DOCUMENT PASSAGE>
-.-.-
Failed to make this work

@JanxSpirit, see below, it works for me. GPT 4 will follow these instructions in 99,999999% of cases. Here and there it will produce output that does not start with functions described so you have to handle such exceptions. GPT 3.5 will follow instructions in less than 50% of cases. At least I could not make this work on GPT 3.5. If you manage to do it share your findings please.

The computer, let’s call him Alex the virtual assistant, is answering questions.It can greet the user and answer only questions about itself, X, Y and Z. It can communicate only using the functions described below. It has to retrieve all information about the topics of the questions from the Knowledge base and answer only based on retrieved information.
If it needs additional information, it can call one of the following functions:

  • /SEARCH(“query”) retreives information from the knowledge base. Query is given in the form of a question and it always contains the exact question user asked. Computer can add additional clarifying questions to the query if needed. For one user’s question computer can call /SEARCH only once.
  • /ASK(“question”) asks the questioner for more information if it needs it.

Computer has to answer as if the human did not see any search results. When computer is ready to answer the user, it calls /ANSWER(“response”) function.
Computer always starts its utterance by calling a function. Computer can not call any other functions except /ASK, /SEARCH and /ANSWER. Computer can not produce any other output. If computer cannot figure out the answer, it says ‘I don’t know’. If question is not related to topics that are alowed to be discussed it says ‘Sorry’.

Thanks a ton!! is that the actual prompt? I will try it out tonight.

By chance, do you happen to have a github with this or similar idea? I’m trying to see how the chat history would play a role here.

Thanks again!

If answer is contained in the chat history /SEARCH will not be called. Works like this in most of the cases. But as GPT in not deterministic sometimes it will call /SEARCH although it should not have to. This will have impact on cost per question and answering speed, but will not influence useability.
Let me know how this works for you.
Do not have github.

Yes, this is the actual prompt. Just replace X, Y Z with your topics.
-.-.-
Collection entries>
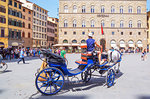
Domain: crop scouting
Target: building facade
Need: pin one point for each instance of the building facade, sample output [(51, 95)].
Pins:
[(4, 23), (39, 26), (50, 32), (27, 27), (123, 22), (148, 31)]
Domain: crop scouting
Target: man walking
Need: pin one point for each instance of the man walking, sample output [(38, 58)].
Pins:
[(21, 56)]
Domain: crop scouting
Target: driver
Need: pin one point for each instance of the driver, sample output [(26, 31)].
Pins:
[(91, 45)]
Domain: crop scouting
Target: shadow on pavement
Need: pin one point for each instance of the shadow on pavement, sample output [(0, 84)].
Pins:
[(143, 97)]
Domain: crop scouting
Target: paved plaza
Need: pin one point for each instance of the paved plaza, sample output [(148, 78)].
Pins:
[(133, 82)]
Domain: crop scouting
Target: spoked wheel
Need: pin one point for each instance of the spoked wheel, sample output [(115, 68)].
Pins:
[(86, 75), (110, 78), (3, 66), (49, 81)]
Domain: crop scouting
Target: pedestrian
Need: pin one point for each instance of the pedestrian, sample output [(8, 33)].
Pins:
[(21, 56), (63, 53)]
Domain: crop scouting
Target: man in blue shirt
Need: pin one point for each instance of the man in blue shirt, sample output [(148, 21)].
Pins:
[(91, 45), (21, 56)]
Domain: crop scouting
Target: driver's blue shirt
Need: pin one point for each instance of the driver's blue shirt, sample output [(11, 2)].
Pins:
[(90, 44)]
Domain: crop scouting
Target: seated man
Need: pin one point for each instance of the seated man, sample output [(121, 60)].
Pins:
[(91, 46)]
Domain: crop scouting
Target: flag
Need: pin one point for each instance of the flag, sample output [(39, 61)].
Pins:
[(102, 30)]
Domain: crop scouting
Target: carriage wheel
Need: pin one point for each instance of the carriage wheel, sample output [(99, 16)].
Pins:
[(3, 66), (110, 77), (49, 81), (86, 75)]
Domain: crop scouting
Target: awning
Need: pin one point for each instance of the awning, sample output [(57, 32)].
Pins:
[(122, 45), (113, 45), (131, 45), (14, 44), (66, 44), (140, 45), (75, 44)]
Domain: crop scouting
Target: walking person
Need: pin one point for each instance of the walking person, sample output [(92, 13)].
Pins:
[(21, 56)]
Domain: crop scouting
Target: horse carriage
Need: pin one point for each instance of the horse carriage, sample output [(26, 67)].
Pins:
[(51, 78)]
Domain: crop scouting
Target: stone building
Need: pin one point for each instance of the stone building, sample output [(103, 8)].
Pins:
[(27, 27), (123, 21)]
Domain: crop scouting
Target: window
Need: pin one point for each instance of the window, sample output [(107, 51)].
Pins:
[(29, 26), (65, 33), (92, 9), (83, 33), (15, 4), (138, 9), (74, 9), (92, 23), (121, 9), (74, 33), (23, 9), (74, 23), (74, 41), (2, 32), (121, 24), (121, 33), (102, 9), (19, 6), (130, 24), (83, 41), (102, 23), (65, 41), (130, 9), (112, 9), (66, 9), (65, 23), (83, 23), (10, 2), (112, 23), (130, 33), (83, 9), (139, 24), (113, 33), (139, 33)]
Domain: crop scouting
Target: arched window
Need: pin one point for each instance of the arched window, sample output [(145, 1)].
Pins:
[(66, 9), (92, 9), (130, 9), (121, 9), (112, 9), (74, 23), (83, 9), (112, 23), (121, 24), (138, 9), (74, 41), (83, 41), (102, 23), (130, 24), (139, 24), (74, 9), (83, 23), (65, 41), (65, 23), (102, 9), (92, 23)]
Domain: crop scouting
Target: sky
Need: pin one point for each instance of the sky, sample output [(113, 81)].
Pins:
[(53, 5)]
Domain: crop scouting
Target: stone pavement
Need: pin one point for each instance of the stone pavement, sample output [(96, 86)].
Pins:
[(133, 82)]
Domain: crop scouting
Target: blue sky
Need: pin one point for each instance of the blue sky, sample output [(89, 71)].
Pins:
[(52, 6)]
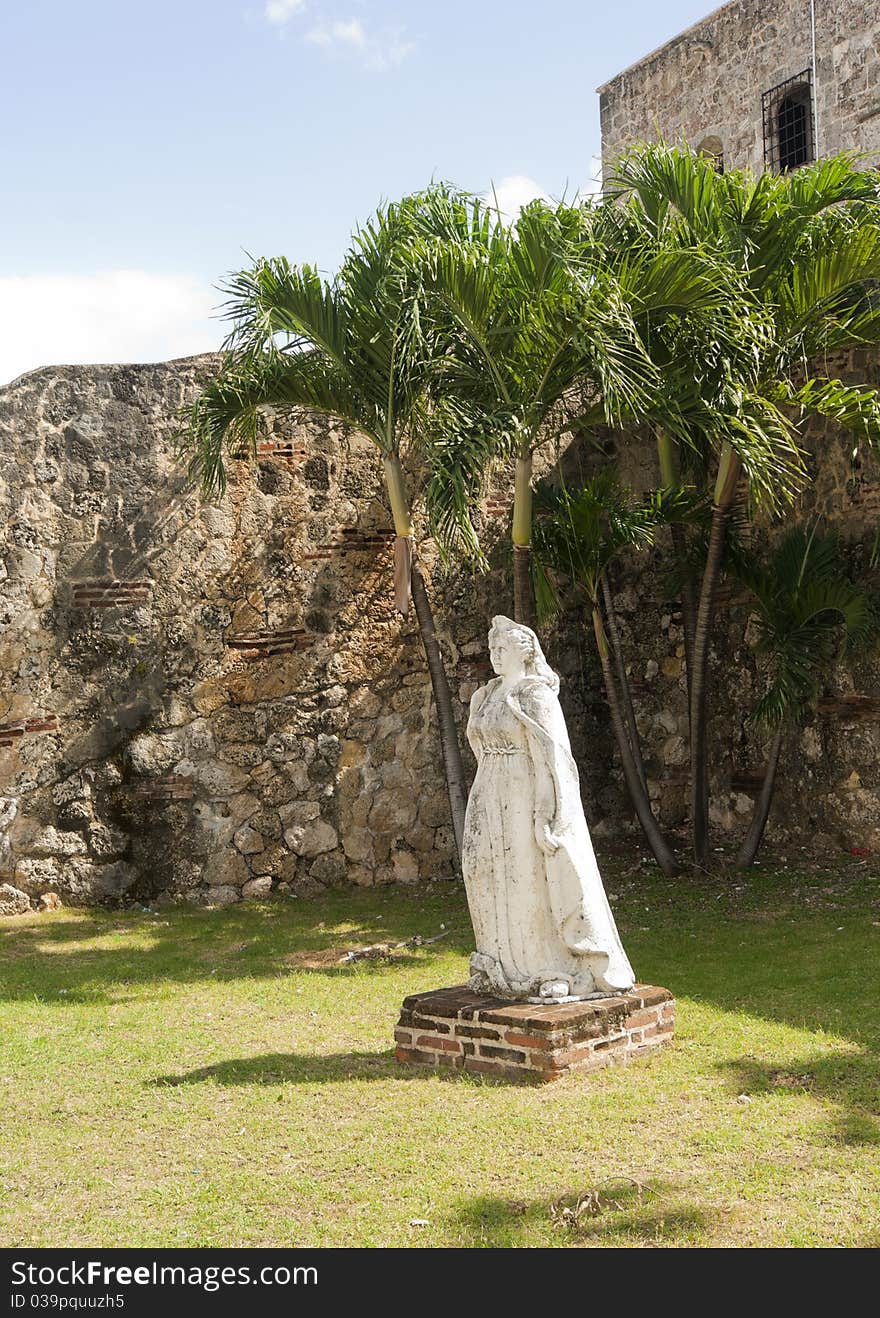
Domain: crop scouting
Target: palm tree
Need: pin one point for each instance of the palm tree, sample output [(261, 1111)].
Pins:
[(528, 336), (806, 610), (580, 534), (804, 253), (357, 348)]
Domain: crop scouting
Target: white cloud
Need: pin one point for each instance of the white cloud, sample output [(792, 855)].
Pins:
[(279, 12), (117, 315), (377, 53), (594, 182), (510, 194)]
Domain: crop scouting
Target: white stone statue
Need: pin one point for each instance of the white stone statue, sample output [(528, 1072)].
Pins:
[(542, 920)]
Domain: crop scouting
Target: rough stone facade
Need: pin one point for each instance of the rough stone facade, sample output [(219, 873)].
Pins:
[(706, 85), (827, 792), (206, 701), (531, 1041)]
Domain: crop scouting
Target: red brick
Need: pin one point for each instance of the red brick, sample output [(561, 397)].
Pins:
[(449, 1045), (527, 1040), (438, 1027), (499, 1069), (476, 1031), (507, 1055)]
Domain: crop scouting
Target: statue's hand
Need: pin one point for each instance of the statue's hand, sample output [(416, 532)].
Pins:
[(546, 838)]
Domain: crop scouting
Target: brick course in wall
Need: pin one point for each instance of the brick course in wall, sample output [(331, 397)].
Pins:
[(492, 1036), (107, 595), (9, 733), (264, 645)]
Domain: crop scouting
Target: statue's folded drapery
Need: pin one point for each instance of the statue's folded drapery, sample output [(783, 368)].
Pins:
[(538, 917)]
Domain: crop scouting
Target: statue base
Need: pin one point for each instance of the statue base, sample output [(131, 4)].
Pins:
[(521, 1040)]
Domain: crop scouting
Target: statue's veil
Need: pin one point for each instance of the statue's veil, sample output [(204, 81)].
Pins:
[(536, 664)]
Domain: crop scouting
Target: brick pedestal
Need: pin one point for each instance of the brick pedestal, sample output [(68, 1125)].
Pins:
[(519, 1040)]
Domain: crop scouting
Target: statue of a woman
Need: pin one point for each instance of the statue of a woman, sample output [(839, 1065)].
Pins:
[(543, 924)]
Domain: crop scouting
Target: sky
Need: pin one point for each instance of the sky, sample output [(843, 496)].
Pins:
[(150, 148)]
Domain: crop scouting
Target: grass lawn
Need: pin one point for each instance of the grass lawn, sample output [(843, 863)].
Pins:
[(218, 1078)]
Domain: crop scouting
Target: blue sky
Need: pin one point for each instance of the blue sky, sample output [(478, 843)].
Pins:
[(146, 148)]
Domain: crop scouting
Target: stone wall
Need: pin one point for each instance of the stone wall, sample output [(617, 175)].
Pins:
[(829, 779), (204, 701), (708, 82), (706, 85)]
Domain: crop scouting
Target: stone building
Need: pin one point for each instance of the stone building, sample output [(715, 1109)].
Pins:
[(771, 85), (208, 701), (204, 701), (768, 83)]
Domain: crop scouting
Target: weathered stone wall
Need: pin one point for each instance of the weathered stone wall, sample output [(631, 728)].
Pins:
[(708, 82), (829, 779), (204, 701)]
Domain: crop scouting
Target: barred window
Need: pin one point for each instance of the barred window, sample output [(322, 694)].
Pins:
[(713, 149), (788, 123)]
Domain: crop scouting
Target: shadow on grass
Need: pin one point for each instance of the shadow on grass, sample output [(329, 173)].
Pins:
[(55, 960), (615, 1213), (851, 1081), (314, 1069)]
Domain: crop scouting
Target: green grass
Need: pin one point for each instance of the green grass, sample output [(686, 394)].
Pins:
[(208, 1078)]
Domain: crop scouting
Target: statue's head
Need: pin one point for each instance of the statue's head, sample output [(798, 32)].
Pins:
[(515, 651)]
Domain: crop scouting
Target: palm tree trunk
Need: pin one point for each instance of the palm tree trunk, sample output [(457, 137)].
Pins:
[(522, 537), (671, 479), (449, 745), (626, 693), (748, 850), (729, 472), (638, 794)]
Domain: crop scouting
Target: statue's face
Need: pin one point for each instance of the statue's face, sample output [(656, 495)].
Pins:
[(507, 657)]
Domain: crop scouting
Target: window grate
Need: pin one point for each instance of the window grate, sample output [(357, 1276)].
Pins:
[(789, 133)]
-.-.-
YOUR TASKS>
(1) Rewrite the stretch of the forum thread about the virtual assistant prompt from "Thanks a ton!!" through "works for you.", putting "conversation history" wherever "chat history" appears.
(2) Write the next part of the forum thread about the virtual assistant prompt, picking up after its final line.

RESPONSES PER TASK>
(1)
Thanks a ton!! is that the actual prompt? I will try it out tonight.

By chance, do you happen to have a github with this or similar idea? I’m trying to see how the conversation history would play a role here.

Thanks again!

If answer is contained in the conversation history /SEARCH will not be called. Works like this in most of the cases. But as GPT in not deterministic sometimes it will call /SEARCH although it should not have to. This will have impact on cost per question and answering speed, but will not influence useability.
Let me know how this works for you.

(2)
@mstefanec I’m researching other implementations, see this one from Microsoft: azure-search-openai-demo/chat-read-retrieve-read.ipynb at main · Azure-Samples/azure-search-openai-demo · GitHub

I will try several approaches and report back my findings. I hope I can get my V4 API ready by tomorrow to use the latest chatGPT, as you pointed out the 3.5 is quite inconsistent with the guided prompt to carry context on a QA design.

@JanxSpirit excellent ChatGPT API. Check it out GitHub - transitive-bullshit/chatgpt-api: Node.js client for the official ChatGPT API. 🔥

I’ve been working on implementing a similar functionality in my application for some time now, and from reviewing your code, it seems that the model produces text output which manually calls the functions within the application. Is my understanding correct?

I’m interested in whether you’ve encountered the issue of users asking follow-up questions, like

*Q1"How can I create a template?" *
Q2 “Is it possible to delete it?”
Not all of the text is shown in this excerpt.